Your objective: An exact reproduction of the listing, minus the pictures, is the required output.

Entries supplied:
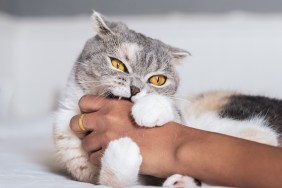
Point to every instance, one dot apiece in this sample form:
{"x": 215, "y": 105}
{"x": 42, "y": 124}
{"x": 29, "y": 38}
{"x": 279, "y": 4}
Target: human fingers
{"x": 91, "y": 103}
{"x": 93, "y": 142}
{"x": 83, "y": 123}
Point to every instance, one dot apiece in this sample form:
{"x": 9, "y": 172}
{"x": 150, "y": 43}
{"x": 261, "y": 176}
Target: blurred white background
{"x": 234, "y": 45}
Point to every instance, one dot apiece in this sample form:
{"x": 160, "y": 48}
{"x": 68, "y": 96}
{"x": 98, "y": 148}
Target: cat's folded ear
{"x": 101, "y": 24}
{"x": 178, "y": 54}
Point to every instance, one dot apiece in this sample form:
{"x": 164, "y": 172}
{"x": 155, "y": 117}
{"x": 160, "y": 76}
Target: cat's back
{"x": 216, "y": 109}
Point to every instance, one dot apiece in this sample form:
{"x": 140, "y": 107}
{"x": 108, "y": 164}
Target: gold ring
{"x": 80, "y": 122}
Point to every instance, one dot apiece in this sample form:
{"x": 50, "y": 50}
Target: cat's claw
{"x": 153, "y": 110}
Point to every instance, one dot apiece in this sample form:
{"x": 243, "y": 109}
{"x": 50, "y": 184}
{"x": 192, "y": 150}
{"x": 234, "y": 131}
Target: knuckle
{"x": 72, "y": 122}
{"x": 82, "y": 100}
{"x": 85, "y": 144}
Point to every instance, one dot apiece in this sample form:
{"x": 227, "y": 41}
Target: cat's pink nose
{"x": 134, "y": 90}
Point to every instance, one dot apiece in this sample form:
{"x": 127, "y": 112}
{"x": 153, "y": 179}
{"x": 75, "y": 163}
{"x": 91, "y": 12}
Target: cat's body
{"x": 123, "y": 63}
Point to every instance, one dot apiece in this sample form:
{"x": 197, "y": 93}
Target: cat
{"x": 120, "y": 62}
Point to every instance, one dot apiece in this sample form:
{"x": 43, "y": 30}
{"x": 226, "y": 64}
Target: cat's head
{"x": 124, "y": 63}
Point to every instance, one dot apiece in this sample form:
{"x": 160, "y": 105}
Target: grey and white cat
{"x": 123, "y": 63}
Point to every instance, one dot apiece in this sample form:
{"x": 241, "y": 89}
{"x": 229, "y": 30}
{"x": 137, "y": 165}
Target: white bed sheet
{"x": 27, "y": 157}
{"x": 26, "y": 161}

Finished exercise:
Point to every instance, one dot apiece in this sample form:
{"x": 215, "y": 105}
{"x": 42, "y": 124}
{"x": 29, "y": 38}
{"x": 279, "y": 4}
Target: human fingers
{"x": 91, "y": 103}
{"x": 93, "y": 142}
{"x": 83, "y": 123}
Point to every instance, one dot apiece in this sample form:
{"x": 9, "y": 172}
{"x": 150, "y": 43}
{"x": 261, "y": 176}
Target: blurred white background
{"x": 234, "y": 45}
Point to every instance, one dot apiece in this sample form:
{"x": 160, "y": 48}
{"x": 68, "y": 96}
{"x": 98, "y": 148}
Target: cat's folded ear
{"x": 101, "y": 24}
{"x": 178, "y": 54}
Point to every instance, one dot apiece in this sample form:
{"x": 164, "y": 172}
{"x": 155, "y": 117}
{"x": 160, "y": 76}
Target: cat's back
{"x": 216, "y": 109}
Point to every instance, one dot apiece in this sample form:
{"x": 140, "y": 107}
{"x": 108, "y": 164}
Target: gold ring
{"x": 80, "y": 122}
Point to every instance, one dot apiece in this sample form:
{"x": 50, "y": 50}
Target: cat's claw
{"x": 153, "y": 110}
Point to every instance, one dot apiece in this sample form:
{"x": 243, "y": 109}
{"x": 50, "y": 184}
{"x": 192, "y": 150}
{"x": 234, "y": 131}
Target: knuckle
{"x": 72, "y": 122}
{"x": 82, "y": 100}
{"x": 85, "y": 144}
Point to every instance, one dot apiece in this sample form:
{"x": 227, "y": 41}
Target: cat's pink nose
{"x": 134, "y": 90}
Point to every instance, one dot apiece in this sample form:
{"x": 127, "y": 112}
{"x": 153, "y": 179}
{"x": 75, "y": 163}
{"x": 91, "y": 12}
Target: cat's body
{"x": 123, "y": 63}
Point to every instance, one dot apiece in this sample form:
{"x": 197, "y": 93}
Target: cat
{"x": 120, "y": 62}
Point to every instance, one dot apiece in this sample form:
{"x": 43, "y": 30}
{"x": 226, "y": 64}
Target: cat's head
{"x": 124, "y": 63}
Point to every instance, one dot apiece in this sample form:
{"x": 160, "y": 105}
Target: grey and white cat
{"x": 123, "y": 63}
Point to every instance, one dot apiece in this sample form:
{"x": 241, "y": 89}
{"x": 229, "y": 30}
{"x": 137, "y": 165}
Target: white bed sheet
{"x": 27, "y": 157}
{"x": 26, "y": 161}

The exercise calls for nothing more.